═══ TASK MATERIAL ═══
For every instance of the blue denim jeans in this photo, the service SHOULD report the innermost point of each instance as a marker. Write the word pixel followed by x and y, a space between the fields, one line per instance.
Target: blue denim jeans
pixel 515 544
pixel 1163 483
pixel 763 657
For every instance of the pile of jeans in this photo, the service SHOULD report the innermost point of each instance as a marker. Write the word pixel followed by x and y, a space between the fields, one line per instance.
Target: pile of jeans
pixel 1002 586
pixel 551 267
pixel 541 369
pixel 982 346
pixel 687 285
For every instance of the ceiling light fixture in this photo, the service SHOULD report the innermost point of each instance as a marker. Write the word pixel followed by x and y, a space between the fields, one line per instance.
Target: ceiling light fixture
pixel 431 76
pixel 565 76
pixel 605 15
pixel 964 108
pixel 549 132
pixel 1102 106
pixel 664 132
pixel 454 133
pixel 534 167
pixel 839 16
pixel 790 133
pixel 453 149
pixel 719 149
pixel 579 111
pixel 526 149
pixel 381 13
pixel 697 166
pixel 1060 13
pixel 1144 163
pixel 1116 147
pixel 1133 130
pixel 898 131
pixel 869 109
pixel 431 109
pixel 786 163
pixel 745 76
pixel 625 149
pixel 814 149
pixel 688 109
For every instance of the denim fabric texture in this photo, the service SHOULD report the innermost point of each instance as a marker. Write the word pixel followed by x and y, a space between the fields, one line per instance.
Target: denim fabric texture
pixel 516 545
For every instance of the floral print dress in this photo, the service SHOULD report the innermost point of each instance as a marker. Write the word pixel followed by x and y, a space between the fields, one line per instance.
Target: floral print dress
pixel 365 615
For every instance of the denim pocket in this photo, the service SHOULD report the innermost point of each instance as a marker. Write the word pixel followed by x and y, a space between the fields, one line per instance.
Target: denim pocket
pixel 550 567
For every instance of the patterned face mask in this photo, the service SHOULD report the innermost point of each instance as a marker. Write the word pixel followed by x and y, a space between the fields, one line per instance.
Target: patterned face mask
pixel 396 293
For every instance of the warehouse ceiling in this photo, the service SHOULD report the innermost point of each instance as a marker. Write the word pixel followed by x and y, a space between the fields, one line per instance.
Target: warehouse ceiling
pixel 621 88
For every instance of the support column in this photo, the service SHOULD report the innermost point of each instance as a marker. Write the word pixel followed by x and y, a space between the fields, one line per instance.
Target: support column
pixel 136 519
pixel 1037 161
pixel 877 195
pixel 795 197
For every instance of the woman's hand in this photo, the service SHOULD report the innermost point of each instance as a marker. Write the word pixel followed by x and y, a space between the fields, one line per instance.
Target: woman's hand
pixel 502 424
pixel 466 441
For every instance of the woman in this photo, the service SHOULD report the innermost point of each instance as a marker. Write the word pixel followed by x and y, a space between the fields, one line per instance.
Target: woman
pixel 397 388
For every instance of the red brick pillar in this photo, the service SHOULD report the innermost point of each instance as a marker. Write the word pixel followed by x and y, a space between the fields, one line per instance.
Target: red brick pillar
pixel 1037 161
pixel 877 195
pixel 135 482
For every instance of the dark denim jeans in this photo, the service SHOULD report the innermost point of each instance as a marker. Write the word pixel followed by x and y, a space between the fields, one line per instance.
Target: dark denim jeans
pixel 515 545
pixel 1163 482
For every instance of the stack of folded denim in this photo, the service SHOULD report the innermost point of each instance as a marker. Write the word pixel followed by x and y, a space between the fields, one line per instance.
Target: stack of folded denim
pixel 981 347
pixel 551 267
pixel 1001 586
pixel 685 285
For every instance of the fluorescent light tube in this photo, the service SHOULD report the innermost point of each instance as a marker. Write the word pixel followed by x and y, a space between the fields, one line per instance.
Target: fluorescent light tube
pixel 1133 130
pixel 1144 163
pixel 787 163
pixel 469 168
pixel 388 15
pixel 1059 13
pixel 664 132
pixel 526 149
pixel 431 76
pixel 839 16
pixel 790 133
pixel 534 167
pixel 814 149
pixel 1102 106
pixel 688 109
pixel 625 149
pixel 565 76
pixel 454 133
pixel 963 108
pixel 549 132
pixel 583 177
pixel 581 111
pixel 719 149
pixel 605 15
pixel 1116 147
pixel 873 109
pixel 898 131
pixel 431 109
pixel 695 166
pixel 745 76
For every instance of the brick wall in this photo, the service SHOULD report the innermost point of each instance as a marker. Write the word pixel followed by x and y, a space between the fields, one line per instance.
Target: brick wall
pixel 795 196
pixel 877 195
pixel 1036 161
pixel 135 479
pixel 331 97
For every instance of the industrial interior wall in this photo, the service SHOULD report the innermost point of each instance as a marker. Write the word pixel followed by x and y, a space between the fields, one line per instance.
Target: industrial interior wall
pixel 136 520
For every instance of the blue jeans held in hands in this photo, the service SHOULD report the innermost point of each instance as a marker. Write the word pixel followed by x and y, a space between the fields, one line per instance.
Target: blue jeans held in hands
═══
■ **WHAT IS REQUIRED**
Referring to the material above, set down exactly the lines between the line with "For every instance of the stack" and the line with "For every instance of the brick", inclusive, and no other lines.

■ **TASK SOLUTION**
For every instance of the stack of folded denim in this photo, the service SHOULD report the innermost point of each instance as a marker. Write the word pixel followed by x and y, a space between the fields, one line per instance.
Target: stack of folded denim
pixel 981 347
pixel 551 267
pixel 1001 586
pixel 685 285
For every instance of the fluorescent light tube in this photo, the service SHOULD report the innermost point of each instance as a marker. Write the word pixel followed by x and y, a space between the fields, one line per instance.
Target: fluorescent light tube
pixel 1133 130
pixel 1144 163
pixel 787 163
pixel 469 168
pixel 388 15
pixel 1059 13
pixel 664 132
pixel 526 149
pixel 431 76
pixel 839 16
pixel 790 133
pixel 534 167
pixel 814 149
pixel 1102 106
pixel 688 109
pixel 625 149
pixel 565 76
pixel 454 133
pixel 963 108
pixel 549 132
pixel 583 177
pixel 581 111
pixel 719 149
pixel 605 15
pixel 1116 147
pixel 873 109
pixel 898 131
pixel 431 109
pixel 695 166
pixel 745 76
For every instance of the brick wall in this photo, the service SHOULD report the innermost point of each instance as a marker. Write the word pixel followed by x and y, a space between the fields, one line per instance.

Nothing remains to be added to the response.